MATERIALS PROVIDED.

------------

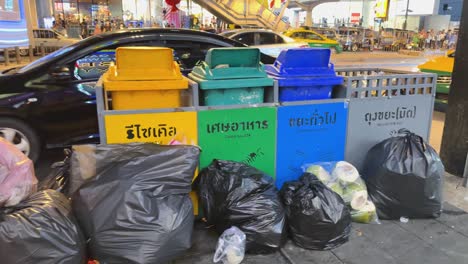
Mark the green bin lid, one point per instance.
(230, 63)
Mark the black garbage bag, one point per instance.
(41, 230)
(404, 177)
(235, 194)
(137, 209)
(58, 177)
(318, 218)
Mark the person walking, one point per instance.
(83, 29)
(97, 27)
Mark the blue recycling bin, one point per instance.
(304, 74)
(309, 133)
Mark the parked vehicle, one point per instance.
(443, 66)
(355, 38)
(48, 38)
(330, 33)
(51, 102)
(314, 39)
(269, 42)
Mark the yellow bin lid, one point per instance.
(144, 64)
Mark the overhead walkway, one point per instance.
(249, 13)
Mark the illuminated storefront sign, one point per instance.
(381, 9)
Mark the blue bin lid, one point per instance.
(300, 62)
(304, 67)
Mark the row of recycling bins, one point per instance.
(252, 124)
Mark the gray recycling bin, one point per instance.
(383, 101)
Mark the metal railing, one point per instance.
(19, 55)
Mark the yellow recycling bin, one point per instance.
(144, 78)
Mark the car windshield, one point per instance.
(41, 61)
(228, 34)
(288, 39)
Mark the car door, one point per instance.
(299, 36)
(267, 38)
(248, 38)
(66, 107)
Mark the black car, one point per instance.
(51, 102)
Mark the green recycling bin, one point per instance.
(245, 135)
(231, 76)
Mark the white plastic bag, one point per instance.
(344, 179)
(231, 246)
(17, 178)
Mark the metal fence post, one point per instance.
(465, 173)
(18, 56)
(42, 50)
(6, 53)
(31, 53)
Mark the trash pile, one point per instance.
(344, 179)
(235, 194)
(35, 226)
(318, 218)
(136, 207)
(405, 177)
(130, 203)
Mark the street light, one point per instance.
(406, 15)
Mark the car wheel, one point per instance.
(21, 136)
(24, 52)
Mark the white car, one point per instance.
(268, 41)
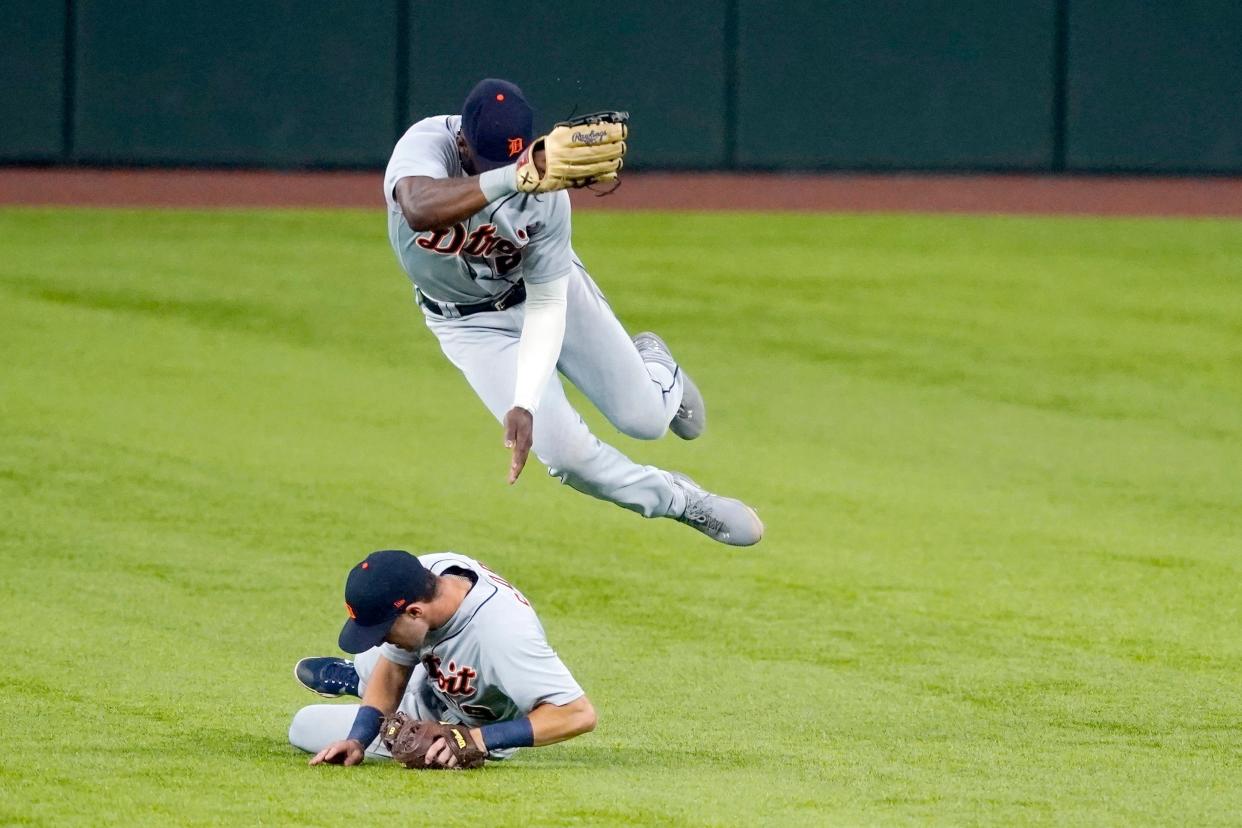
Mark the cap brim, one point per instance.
(355, 638)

------------

TASK. Print every line of the material above exactly as it reads, skipping the pictures.

REPLY TO THE EXERCISE.
Mark the green bin lid, one point per instance.
(230, 63)
Mark the black garbage bag, one point per instance.
(41, 230)
(404, 177)
(235, 194)
(137, 209)
(58, 177)
(318, 218)
Mark the person walking, one point per instance.
(83, 29)
(97, 27)
Mark the blue recycling bin, one point per instance.
(304, 74)
(309, 133)
Mark the parked vehicle, one point per instance.
(443, 66)
(355, 38)
(48, 38)
(330, 33)
(51, 102)
(314, 39)
(269, 42)
Mark the yellow bin lid, one point per instance.
(144, 64)
Mark the overhead walkway, one point per instance.
(249, 13)
Mark the illuminated storefront sign, one point per instance.
(381, 9)
Mark the blue bin lid, one point per instance.
(300, 62)
(304, 67)
Mark the row of recycling bins, one point per instance.
(252, 124)
Mark the gray recycling bin, one point per instance.
(383, 101)
Mark the metal railing, one point per instance.
(19, 55)
Mark the yellow recycling bin, one point per instance.
(144, 78)
Mark the car windshield, one point per instance.
(41, 61)
(228, 34)
(288, 39)
Mark the car door, one point per instance.
(299, 36)
(267, 38)
(248, 38)
(66, 107)
Mark the black car, one point per instance.
(51, 102)
Mark the green recycling bin, one point per instance.
(245, 135)
(231, 76)
Mark the white plastic bag, one point per instance.
(344, 179)
(231, 246)
(17, 178)
Mark the metal fence post, one point per instance.
(465, 173)
(18, 56)
(42, 50)
(6, 53)
(31, 53)
Mark the trash pile, one point per instance.
(344, 179)
(235, 194)
(35, 226)
(318, 218)
(136, 207)
(405, 177)
(130, 203)
Mark the street light, one point per instance.
(406, 15)
Mark the car wheel, one point per instance.
(21, 136)
(24, 52)
Mark the white car, one point per instance.
(268, 41)
Mark the cap brim, one point per instance.
(355, 638)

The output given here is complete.